— Your goal —
If a line in the listing includes the word "target", copy it out.

========================================================================

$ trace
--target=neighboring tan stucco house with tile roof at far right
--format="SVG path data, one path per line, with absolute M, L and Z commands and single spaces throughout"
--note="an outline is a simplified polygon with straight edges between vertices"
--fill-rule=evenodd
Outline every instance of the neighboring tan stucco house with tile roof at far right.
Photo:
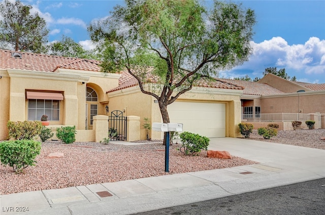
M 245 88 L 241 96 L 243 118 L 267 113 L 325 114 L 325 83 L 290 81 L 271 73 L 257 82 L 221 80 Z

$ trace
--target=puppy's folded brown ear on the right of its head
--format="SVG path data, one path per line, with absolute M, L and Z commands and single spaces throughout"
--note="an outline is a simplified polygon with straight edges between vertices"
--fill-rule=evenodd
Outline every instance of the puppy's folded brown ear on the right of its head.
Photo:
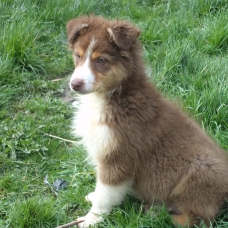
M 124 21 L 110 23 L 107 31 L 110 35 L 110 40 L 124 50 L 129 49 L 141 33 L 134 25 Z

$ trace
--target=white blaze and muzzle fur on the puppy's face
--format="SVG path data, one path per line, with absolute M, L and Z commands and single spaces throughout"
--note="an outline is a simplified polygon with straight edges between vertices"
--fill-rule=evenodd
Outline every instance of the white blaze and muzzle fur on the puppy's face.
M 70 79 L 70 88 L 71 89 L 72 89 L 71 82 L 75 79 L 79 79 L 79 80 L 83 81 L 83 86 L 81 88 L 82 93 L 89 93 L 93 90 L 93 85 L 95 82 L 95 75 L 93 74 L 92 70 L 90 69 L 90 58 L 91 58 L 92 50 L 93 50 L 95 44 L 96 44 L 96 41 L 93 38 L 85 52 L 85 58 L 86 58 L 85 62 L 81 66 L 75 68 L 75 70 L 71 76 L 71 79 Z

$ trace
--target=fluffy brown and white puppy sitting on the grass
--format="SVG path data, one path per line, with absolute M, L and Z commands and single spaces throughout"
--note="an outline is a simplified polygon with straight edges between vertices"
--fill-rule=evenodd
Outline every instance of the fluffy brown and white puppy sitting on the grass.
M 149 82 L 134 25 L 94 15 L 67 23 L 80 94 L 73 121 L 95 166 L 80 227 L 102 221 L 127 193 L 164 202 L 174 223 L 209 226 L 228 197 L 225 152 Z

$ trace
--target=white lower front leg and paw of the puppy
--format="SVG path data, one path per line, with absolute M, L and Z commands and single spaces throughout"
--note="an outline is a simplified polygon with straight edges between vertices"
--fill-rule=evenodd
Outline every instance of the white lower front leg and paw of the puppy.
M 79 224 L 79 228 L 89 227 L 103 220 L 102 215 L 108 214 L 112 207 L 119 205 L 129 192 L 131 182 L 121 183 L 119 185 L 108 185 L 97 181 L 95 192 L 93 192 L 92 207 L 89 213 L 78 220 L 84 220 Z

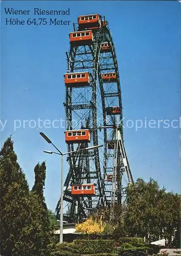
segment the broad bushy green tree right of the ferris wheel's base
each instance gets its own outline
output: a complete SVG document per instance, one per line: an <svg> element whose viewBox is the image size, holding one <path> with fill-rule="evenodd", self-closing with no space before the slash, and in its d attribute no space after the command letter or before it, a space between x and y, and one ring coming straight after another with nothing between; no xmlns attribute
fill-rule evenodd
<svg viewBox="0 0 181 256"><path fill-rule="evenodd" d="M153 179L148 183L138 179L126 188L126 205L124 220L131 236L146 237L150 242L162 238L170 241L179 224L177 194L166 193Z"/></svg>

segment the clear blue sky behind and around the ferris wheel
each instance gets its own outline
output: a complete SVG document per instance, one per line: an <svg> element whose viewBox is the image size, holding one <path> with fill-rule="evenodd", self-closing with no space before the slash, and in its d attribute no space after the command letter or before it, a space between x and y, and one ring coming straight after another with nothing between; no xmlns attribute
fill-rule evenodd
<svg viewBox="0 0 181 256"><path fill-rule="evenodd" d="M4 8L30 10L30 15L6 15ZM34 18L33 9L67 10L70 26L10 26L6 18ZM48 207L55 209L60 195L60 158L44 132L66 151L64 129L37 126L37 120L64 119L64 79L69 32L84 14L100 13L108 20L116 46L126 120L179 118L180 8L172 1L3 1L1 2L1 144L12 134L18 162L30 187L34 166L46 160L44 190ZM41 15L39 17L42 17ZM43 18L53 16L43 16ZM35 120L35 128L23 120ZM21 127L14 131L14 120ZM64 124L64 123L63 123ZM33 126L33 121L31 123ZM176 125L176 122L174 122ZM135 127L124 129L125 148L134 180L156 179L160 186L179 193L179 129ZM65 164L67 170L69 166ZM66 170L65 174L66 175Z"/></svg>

========================================================================

— Response for this exercise —
--target=neighboring tan stucco house with tile roof at far right
--target=puppy's folded brown ear on the right of its head
--target=white blaze and muzzle fur on the puppy's face
--target=fluffy brown and white puppy sitting on the grass
--target=white lower front leg and paw of the puppy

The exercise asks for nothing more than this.